→ **The data**:

%%

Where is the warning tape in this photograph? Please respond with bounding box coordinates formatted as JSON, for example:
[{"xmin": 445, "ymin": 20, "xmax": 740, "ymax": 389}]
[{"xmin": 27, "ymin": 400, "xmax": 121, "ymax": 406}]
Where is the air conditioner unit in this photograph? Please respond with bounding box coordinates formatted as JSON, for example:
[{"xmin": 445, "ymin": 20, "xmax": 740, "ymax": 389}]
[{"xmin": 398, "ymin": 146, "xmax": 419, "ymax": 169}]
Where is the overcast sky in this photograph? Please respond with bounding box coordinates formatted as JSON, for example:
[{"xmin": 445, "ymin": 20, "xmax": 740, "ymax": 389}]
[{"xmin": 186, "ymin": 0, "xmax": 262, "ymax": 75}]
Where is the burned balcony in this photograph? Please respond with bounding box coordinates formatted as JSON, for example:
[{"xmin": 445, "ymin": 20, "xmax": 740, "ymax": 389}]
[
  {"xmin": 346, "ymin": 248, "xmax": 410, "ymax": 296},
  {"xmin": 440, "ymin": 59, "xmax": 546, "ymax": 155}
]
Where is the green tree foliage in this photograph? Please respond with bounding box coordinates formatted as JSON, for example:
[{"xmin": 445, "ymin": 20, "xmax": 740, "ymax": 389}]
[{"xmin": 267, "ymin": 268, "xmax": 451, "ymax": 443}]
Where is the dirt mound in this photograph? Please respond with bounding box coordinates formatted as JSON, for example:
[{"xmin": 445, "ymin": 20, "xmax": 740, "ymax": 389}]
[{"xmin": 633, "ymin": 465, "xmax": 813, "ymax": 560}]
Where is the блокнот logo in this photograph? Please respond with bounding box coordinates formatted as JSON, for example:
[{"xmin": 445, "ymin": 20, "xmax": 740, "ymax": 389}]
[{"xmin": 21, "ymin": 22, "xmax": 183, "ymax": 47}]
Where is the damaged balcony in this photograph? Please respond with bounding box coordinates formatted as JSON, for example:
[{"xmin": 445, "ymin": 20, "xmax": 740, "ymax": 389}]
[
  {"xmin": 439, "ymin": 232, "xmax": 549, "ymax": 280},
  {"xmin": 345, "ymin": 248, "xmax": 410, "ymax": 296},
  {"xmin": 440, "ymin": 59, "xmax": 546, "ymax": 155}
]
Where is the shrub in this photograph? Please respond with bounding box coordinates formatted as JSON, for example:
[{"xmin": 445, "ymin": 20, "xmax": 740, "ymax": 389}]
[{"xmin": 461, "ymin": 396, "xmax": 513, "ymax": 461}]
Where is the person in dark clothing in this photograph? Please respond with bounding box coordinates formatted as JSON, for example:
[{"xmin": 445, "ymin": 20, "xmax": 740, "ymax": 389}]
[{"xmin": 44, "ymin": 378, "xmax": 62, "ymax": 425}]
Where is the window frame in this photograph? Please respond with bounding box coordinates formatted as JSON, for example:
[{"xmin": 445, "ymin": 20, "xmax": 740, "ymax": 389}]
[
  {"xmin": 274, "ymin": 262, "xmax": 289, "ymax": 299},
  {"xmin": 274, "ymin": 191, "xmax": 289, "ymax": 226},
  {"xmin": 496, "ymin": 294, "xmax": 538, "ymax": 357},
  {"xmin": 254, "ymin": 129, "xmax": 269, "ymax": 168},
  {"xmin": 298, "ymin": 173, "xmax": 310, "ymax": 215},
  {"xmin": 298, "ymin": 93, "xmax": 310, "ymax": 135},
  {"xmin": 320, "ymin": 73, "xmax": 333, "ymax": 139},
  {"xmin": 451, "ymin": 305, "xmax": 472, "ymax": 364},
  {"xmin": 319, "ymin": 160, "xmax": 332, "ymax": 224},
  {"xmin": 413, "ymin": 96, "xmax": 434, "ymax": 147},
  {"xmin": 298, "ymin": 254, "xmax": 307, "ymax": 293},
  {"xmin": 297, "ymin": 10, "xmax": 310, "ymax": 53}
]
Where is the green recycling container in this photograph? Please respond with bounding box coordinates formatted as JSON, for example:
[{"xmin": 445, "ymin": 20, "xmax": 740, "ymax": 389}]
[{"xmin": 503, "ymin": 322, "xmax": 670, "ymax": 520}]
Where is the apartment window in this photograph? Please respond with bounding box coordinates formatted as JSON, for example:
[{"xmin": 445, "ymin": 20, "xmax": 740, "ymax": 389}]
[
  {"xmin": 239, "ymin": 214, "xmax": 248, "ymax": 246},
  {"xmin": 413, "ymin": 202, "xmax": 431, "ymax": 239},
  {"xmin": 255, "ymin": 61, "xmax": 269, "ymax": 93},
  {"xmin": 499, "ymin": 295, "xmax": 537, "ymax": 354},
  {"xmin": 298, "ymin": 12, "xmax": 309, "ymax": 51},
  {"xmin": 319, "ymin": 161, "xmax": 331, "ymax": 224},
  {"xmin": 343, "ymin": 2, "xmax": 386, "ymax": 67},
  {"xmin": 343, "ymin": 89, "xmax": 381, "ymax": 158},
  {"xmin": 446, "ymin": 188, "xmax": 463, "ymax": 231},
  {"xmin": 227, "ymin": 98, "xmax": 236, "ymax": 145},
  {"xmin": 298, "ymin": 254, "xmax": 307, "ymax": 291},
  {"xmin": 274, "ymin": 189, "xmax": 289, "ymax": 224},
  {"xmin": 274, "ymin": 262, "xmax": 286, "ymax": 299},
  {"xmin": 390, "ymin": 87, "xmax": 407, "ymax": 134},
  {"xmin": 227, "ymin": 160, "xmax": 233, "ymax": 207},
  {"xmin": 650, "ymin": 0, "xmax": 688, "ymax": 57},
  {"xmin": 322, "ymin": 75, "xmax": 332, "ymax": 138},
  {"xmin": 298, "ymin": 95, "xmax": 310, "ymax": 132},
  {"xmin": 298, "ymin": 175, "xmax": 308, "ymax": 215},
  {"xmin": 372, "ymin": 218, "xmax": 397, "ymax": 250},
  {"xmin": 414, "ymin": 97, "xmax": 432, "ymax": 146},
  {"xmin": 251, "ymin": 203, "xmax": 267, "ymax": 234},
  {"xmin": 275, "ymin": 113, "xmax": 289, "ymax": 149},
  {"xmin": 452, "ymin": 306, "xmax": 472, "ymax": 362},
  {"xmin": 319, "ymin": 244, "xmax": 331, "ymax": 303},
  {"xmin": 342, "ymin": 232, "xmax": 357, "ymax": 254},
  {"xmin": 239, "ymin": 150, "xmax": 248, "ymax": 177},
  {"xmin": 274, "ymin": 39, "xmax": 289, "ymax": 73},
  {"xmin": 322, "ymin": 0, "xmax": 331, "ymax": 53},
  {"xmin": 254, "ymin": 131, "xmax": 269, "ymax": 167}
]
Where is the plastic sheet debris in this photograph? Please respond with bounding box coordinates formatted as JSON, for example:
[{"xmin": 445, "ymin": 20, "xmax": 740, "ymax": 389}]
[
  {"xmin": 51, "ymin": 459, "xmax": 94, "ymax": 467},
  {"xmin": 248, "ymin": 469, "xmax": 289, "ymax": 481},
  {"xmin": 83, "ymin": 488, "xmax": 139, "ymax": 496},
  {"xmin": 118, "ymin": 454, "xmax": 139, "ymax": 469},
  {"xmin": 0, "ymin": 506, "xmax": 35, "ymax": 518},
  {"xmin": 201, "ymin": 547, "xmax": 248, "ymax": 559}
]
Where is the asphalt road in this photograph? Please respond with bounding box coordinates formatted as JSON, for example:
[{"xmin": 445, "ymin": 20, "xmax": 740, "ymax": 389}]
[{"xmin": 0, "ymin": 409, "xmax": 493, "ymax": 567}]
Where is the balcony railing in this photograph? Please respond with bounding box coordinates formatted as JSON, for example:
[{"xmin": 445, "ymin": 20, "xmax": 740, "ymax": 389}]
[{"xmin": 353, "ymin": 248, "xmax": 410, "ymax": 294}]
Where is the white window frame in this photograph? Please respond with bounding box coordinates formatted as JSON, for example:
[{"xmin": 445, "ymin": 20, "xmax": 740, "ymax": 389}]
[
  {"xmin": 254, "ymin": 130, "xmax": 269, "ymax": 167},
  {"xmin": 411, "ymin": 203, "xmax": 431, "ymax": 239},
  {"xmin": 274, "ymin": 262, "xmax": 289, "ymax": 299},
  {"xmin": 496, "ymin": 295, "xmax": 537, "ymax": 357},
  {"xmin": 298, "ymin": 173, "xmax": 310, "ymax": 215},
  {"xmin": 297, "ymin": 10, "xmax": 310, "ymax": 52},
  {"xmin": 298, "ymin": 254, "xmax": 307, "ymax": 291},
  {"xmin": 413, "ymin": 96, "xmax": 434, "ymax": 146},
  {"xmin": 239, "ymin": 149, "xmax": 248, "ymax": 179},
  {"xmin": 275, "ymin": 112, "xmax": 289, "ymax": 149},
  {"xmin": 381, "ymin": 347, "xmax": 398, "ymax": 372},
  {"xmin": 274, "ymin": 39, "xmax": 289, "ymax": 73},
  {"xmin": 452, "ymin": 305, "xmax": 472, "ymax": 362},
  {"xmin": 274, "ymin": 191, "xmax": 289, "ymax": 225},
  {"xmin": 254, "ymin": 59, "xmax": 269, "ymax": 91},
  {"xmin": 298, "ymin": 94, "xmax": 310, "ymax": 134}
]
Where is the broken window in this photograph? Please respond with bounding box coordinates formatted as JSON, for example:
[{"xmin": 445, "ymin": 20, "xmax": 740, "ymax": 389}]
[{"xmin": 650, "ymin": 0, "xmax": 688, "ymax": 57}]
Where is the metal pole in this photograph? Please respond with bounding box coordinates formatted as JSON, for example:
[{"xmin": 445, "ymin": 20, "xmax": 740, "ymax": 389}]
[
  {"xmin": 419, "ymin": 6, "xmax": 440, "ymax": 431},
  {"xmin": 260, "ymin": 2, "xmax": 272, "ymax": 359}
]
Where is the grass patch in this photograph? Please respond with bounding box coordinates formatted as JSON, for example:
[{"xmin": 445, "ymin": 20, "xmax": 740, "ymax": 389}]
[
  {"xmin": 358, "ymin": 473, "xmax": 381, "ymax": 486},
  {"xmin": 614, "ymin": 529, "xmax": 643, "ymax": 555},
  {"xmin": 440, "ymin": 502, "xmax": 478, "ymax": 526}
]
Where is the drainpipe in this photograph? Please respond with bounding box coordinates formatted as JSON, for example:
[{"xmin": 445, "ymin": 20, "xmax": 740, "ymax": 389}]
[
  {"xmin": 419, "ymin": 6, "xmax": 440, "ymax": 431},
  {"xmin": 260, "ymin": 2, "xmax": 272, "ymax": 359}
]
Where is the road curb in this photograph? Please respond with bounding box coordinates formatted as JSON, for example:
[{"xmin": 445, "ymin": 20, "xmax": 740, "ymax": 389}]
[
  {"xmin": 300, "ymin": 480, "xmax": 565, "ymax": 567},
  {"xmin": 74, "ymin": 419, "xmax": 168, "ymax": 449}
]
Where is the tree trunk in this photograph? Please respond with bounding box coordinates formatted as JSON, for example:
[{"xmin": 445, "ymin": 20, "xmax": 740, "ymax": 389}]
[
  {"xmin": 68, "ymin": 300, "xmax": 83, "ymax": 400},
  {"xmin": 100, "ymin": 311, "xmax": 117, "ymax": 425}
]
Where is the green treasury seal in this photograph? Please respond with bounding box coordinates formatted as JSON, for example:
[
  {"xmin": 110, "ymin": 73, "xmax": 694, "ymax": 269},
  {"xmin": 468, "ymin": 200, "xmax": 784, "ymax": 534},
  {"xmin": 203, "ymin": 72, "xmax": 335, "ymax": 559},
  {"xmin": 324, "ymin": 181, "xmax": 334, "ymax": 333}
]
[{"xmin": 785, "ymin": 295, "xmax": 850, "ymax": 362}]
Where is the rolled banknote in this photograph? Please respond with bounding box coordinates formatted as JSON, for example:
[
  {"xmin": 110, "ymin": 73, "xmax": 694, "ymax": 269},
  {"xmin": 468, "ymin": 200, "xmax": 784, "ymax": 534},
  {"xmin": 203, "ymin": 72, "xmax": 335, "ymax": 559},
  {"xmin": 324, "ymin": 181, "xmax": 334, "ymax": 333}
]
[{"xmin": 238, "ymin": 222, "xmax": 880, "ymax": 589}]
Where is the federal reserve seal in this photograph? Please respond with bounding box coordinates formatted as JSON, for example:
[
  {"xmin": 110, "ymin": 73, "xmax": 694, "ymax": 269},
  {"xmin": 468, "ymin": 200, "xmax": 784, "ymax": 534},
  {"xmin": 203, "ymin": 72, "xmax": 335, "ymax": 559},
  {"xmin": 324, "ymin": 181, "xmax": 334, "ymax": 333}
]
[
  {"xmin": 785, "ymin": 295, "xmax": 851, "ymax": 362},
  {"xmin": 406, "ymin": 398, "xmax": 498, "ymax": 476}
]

%%

→ **What this task involves**: Copy out each line above that contains the word "green".

→ **Expected answer**:
Where is the green tree foliage in this photograph? Please respond with bounding box coordinates formatted as JSON, for example:
Where is the green recycling container in this photograph? Please respond with bounding box coordinates formatted as JSON, for example:
Where is the green treasury seal in this photograph? Please respond with bounding box coordinates formatted as JSON, for example:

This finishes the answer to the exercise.